-- AIM OF THE EXERCISE --
Please gather every line of the listing below that contains the word "covered".

-- DATASET ROWS --
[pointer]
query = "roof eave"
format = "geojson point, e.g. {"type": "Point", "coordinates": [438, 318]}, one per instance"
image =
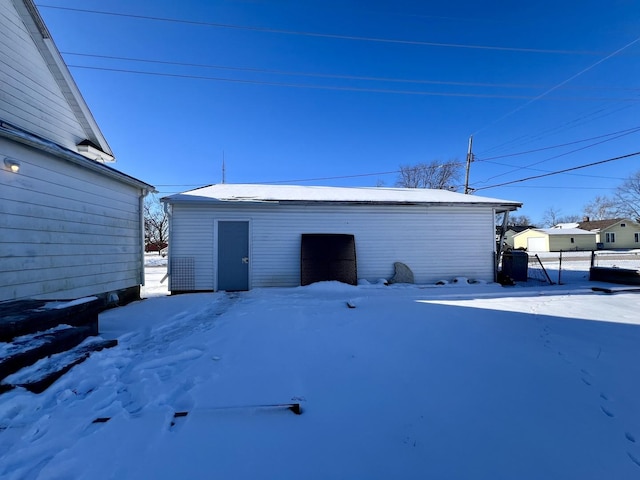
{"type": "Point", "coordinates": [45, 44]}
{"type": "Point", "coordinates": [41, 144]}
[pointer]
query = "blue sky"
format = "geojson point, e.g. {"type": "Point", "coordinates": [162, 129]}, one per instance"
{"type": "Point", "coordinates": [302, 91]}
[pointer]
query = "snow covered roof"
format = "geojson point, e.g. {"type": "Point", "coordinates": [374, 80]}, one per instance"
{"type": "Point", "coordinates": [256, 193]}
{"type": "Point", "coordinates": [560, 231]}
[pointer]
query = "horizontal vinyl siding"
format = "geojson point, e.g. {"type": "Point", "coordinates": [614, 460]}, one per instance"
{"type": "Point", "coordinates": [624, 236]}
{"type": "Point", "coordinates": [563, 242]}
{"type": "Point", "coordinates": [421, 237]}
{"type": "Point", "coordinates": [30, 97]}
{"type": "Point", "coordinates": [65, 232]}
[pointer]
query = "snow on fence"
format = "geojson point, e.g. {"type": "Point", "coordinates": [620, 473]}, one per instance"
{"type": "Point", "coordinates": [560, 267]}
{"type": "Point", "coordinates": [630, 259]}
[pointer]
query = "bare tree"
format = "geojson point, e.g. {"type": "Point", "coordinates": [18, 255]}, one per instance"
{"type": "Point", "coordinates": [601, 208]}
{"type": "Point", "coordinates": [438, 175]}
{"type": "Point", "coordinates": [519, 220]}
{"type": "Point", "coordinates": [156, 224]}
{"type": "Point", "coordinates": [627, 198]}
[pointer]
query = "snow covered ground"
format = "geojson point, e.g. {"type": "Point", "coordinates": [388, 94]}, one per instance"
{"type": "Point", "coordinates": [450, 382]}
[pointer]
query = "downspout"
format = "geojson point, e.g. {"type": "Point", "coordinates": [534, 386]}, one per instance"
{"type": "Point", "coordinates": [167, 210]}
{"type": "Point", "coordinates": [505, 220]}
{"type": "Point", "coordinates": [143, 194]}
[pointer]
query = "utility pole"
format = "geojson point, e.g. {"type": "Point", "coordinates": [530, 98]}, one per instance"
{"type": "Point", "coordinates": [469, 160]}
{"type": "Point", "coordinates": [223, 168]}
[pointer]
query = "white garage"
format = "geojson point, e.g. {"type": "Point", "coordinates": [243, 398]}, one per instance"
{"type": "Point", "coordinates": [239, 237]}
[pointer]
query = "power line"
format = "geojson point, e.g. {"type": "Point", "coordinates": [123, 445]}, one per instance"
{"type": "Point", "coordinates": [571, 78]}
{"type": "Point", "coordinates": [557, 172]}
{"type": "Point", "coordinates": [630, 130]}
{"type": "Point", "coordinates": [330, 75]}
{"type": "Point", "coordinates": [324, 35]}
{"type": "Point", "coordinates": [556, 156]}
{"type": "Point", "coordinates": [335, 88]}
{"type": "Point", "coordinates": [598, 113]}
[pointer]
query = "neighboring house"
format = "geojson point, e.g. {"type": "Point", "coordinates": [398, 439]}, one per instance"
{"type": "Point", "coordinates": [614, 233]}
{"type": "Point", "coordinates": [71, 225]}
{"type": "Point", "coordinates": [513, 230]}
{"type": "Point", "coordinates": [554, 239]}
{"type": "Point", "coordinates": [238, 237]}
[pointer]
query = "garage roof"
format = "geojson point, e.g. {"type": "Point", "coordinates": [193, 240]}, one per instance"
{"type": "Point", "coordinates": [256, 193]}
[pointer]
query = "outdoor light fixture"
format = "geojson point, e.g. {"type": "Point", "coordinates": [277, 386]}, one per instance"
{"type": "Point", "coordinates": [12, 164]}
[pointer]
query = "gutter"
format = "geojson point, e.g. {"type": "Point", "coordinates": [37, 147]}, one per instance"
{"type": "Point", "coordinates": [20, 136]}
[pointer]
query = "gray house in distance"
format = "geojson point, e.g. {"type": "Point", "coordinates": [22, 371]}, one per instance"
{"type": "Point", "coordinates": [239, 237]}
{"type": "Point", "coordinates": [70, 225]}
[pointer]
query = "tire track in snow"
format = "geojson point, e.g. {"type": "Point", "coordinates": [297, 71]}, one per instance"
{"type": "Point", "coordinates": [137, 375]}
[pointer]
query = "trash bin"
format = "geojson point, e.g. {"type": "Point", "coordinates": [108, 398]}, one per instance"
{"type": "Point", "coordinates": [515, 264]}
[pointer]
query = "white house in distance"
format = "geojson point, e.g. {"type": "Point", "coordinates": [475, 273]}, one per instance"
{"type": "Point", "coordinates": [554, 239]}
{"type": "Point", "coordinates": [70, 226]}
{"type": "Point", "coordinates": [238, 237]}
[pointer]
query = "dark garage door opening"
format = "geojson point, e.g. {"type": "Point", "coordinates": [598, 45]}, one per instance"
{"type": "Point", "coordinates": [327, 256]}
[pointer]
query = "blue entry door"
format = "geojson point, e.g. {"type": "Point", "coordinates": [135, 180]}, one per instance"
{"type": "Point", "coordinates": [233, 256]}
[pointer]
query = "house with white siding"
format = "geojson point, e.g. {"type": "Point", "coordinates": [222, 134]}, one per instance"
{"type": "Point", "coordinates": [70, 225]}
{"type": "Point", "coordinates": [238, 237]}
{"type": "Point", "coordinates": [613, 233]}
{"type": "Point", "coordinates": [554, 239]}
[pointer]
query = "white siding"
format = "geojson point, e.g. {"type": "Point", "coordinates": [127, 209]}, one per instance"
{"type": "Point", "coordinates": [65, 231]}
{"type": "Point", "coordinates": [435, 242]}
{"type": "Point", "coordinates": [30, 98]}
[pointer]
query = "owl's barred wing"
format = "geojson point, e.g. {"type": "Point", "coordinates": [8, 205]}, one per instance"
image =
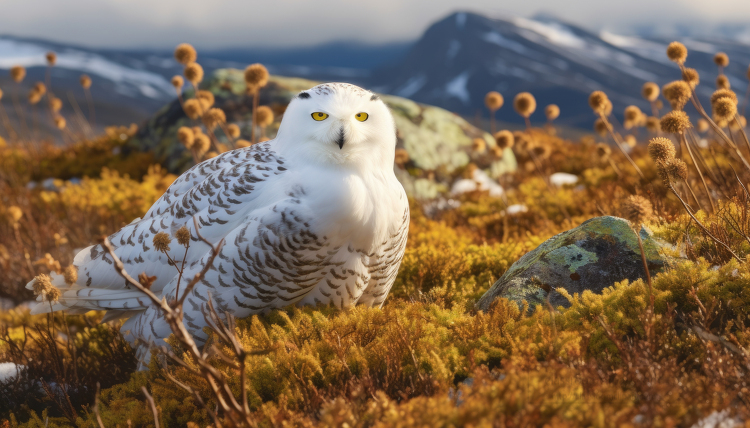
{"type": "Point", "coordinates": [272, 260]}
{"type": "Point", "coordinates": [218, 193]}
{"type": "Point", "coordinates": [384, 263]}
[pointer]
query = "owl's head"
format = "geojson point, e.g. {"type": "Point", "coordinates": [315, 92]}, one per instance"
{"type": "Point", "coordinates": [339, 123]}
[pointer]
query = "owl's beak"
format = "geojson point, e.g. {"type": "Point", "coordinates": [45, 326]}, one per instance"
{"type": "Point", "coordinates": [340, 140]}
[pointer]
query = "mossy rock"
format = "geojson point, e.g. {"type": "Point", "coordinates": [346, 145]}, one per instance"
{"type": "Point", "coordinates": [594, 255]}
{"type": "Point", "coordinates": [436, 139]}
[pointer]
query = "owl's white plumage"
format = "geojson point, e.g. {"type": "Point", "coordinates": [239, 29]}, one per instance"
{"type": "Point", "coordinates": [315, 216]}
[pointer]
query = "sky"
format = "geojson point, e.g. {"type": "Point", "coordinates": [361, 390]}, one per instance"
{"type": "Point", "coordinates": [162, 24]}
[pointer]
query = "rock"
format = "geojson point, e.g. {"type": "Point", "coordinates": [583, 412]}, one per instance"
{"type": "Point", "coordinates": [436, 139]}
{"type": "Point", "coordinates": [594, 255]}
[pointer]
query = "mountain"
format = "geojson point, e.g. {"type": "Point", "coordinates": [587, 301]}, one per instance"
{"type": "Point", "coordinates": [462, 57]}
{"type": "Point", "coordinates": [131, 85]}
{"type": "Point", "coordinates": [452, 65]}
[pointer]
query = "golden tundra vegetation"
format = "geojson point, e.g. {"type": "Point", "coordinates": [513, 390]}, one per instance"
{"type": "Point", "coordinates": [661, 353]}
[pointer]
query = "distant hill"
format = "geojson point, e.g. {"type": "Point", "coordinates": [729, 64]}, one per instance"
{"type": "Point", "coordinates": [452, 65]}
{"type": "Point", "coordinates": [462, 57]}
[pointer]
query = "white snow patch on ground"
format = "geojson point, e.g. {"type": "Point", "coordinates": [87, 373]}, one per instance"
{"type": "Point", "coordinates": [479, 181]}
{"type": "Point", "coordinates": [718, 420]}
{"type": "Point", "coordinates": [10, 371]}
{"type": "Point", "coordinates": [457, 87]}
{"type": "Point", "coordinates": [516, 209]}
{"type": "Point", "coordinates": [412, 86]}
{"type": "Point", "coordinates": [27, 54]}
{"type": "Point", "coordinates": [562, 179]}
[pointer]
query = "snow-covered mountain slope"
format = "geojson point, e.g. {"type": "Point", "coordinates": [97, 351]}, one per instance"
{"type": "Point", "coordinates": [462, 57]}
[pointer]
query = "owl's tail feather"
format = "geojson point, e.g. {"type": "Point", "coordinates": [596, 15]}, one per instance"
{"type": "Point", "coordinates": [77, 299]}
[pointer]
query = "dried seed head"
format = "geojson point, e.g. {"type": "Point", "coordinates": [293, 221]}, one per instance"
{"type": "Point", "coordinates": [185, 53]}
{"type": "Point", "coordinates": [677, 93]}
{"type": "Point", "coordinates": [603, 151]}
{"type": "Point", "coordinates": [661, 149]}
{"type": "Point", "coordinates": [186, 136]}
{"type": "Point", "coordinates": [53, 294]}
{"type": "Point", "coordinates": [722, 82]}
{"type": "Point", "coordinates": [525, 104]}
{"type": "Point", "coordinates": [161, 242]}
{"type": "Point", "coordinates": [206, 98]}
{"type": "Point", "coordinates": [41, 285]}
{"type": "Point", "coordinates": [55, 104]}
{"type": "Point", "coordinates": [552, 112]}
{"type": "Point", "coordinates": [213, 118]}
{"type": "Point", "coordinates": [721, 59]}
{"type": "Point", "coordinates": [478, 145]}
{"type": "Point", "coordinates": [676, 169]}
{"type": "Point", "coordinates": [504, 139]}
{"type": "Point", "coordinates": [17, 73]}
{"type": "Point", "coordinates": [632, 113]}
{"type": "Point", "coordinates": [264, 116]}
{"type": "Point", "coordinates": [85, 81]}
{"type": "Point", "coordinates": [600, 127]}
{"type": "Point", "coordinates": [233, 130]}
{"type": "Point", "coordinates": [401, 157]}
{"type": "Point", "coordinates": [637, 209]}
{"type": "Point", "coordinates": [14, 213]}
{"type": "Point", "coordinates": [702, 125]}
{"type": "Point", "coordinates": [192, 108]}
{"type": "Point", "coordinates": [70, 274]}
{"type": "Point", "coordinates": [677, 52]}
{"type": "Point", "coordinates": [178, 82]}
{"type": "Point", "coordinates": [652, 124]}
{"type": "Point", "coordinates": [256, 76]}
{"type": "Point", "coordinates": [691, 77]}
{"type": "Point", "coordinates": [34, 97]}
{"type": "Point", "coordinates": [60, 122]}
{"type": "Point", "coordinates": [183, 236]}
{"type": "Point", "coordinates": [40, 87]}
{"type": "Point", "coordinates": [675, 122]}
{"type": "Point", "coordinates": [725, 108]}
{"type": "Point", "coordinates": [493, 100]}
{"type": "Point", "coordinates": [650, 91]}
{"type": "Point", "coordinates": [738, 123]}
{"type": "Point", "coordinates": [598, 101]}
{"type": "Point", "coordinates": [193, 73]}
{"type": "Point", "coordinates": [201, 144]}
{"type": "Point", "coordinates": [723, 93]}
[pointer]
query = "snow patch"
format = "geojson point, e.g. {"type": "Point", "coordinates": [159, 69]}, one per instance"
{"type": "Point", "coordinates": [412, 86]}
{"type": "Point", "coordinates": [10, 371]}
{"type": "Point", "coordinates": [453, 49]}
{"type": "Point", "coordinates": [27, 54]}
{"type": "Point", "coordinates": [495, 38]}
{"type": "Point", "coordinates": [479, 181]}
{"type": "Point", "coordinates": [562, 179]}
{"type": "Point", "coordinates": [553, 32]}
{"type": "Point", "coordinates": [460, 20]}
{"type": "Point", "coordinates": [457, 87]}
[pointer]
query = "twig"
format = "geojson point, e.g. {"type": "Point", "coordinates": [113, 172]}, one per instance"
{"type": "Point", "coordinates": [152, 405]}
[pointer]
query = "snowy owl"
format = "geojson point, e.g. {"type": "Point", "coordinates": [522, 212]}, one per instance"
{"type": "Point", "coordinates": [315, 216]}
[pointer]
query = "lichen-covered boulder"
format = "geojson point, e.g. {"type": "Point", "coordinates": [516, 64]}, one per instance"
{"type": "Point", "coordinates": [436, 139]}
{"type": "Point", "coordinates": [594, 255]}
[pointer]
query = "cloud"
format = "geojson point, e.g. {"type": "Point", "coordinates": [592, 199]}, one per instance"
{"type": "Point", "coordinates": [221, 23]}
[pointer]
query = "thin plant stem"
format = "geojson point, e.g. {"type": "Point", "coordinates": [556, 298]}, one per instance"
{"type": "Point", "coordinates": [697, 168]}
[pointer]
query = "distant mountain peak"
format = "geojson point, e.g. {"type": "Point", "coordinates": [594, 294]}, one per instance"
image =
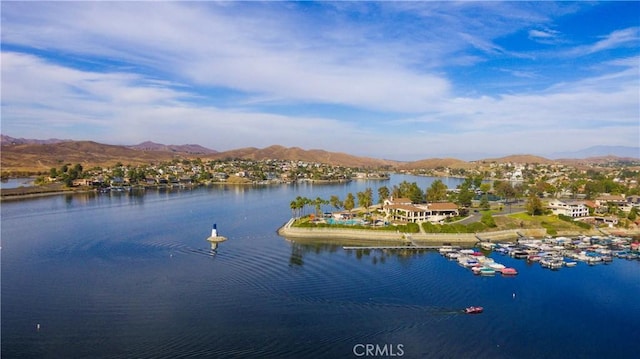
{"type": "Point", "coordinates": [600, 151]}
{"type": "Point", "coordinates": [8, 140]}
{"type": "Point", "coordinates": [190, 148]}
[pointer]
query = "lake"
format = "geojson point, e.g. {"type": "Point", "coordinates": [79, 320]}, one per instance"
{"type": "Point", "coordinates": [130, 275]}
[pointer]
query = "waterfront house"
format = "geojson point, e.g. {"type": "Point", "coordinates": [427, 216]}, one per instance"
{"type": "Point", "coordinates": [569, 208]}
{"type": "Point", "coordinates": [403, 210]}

-- RESPONSE FOR THIS EXERCISE --
query = "snow covered roof"
query = "snow covered ground"
query = "snow-covered mountain slope"
query = "lichen-covered boulder"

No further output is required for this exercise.